_TEXTO DE LEITURA_:
Wednesday, 18 de December de 2024 ISSN 1519-7670 - Ano 24 - nº 1318

Cobertura resvala nos grandes temas

O caso Erenice Guerra é uma grande história, mas pode ser também a porta de entrada para uma história maior. Afinal, por que um empresário precisa de intermediário para pedir empréstimo ao BNDES, o Banco Nacional do Desenvolvimento Econômico e Social? Ou para pleitear um contrato com uma empresa controlada pela União? Os parentes da recém-demitida ministra-chefe da Casa Civil não recorreram a anúncios classificados para vender seus serviços. Mas foram procurados para facilitar os negócios. Quantos escritórios prestarão serviços semelhantes, aberta ou veladamente?

Nenhuma fonte oficial vai confirmar a necessidade de intermediários. Empresários favorecidos pelo tráfico de influência, com ou sem propina, também não vão contar suas histórias publicamente. Mas uma pauta mais ampla sobre como funciona esse jogo no Brasil pode ser compensadora, embora trabalhosa. Assuntos como esse não são estritamente econômicos ou políticos, mas os jornais muito raramente mobilizam pessoal das duas áreas para trabalhar em conjunto. Quando ocorre essa cooperação, o resultado é geralmente bom.

_INSTRUÇÕES DA TAREFA_:
Responda com base no texto sobre o caso Erenice Guerra:
1. Que cargo Erenice Guerra ocupava antes de ser demitida?
2. Segundo o texto, que tipo de fonte não vai confirmar a necessidade de intermediários?
3. Pessoal de quais duas áreas os jornais muito raramente mobilizam para trabalhar em conjunto?
Os itens não têm nenhum papel nesta atividade.

_CONJUNTO DE ITENS_:
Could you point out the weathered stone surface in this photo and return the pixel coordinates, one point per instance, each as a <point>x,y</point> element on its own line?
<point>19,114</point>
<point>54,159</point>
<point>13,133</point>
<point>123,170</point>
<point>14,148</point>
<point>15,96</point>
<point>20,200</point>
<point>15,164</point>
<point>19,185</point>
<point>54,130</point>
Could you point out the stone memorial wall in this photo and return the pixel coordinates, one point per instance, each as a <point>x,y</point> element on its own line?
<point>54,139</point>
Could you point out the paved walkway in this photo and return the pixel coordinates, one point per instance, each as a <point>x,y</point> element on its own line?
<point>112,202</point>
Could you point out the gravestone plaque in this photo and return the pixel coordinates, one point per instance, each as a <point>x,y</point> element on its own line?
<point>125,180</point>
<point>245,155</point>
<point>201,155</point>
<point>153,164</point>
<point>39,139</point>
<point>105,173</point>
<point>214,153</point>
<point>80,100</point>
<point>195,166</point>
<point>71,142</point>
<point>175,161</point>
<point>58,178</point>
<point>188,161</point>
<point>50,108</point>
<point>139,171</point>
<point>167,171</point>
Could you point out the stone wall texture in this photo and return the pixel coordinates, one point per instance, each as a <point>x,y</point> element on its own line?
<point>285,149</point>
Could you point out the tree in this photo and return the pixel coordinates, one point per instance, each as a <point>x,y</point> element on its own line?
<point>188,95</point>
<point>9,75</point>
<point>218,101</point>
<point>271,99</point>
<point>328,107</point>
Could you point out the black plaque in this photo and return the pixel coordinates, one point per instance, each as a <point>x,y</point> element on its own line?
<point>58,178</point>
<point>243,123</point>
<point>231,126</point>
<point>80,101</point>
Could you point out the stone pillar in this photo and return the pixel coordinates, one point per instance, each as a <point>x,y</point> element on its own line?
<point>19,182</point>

* * *

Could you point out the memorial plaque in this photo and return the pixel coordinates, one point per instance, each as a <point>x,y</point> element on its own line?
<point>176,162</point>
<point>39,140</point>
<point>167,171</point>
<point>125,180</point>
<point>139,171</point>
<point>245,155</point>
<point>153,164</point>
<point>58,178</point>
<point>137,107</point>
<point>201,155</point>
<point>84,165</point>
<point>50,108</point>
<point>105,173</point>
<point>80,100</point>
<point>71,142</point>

---

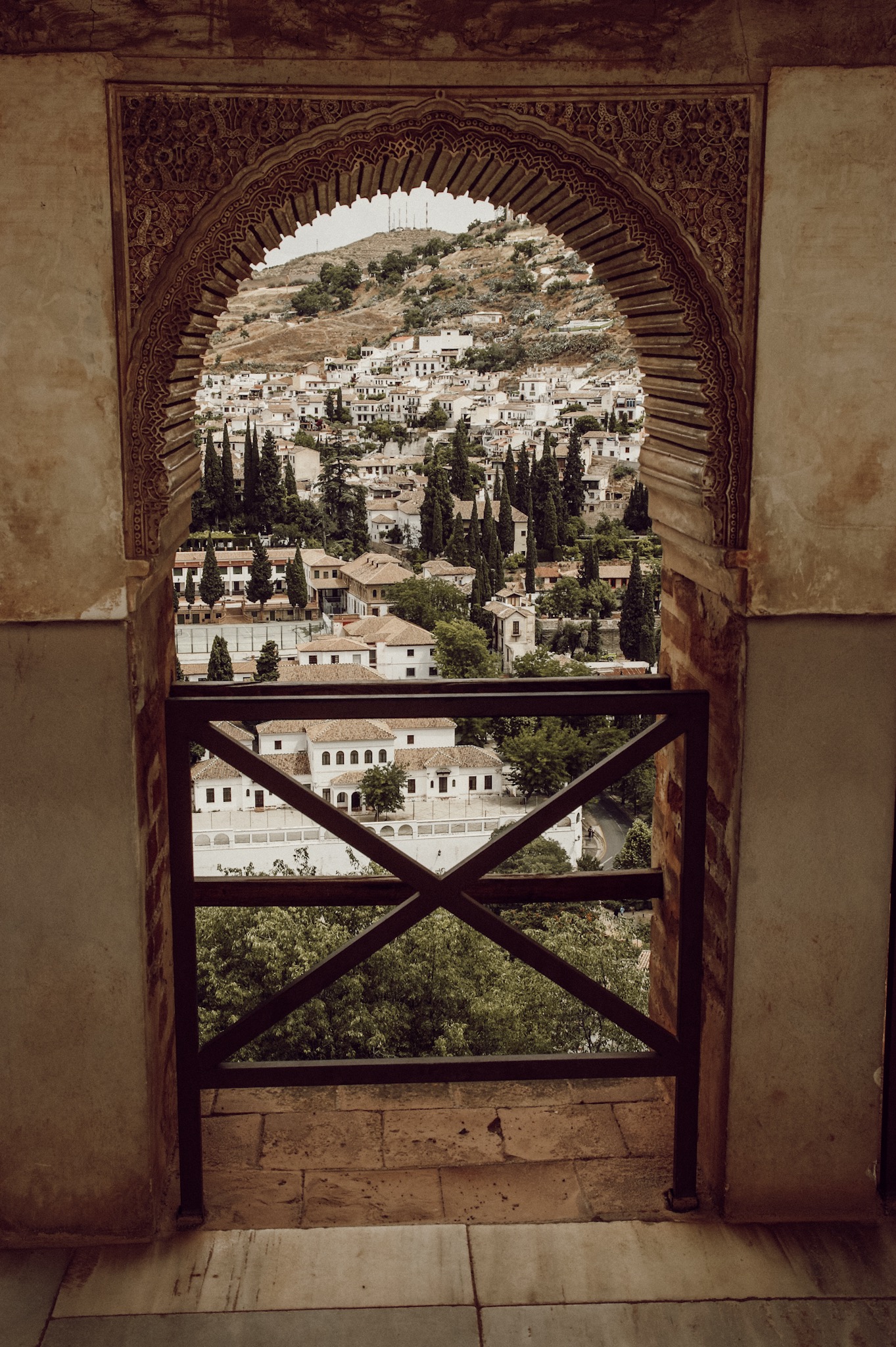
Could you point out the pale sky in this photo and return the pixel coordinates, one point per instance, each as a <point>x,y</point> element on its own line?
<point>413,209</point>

_RESPOSTA DA TAREFA_:
1. Ministra-chefe da Casa Civil.
2. Nenhuma fonte oficial.
3. Das áreas econômica e política.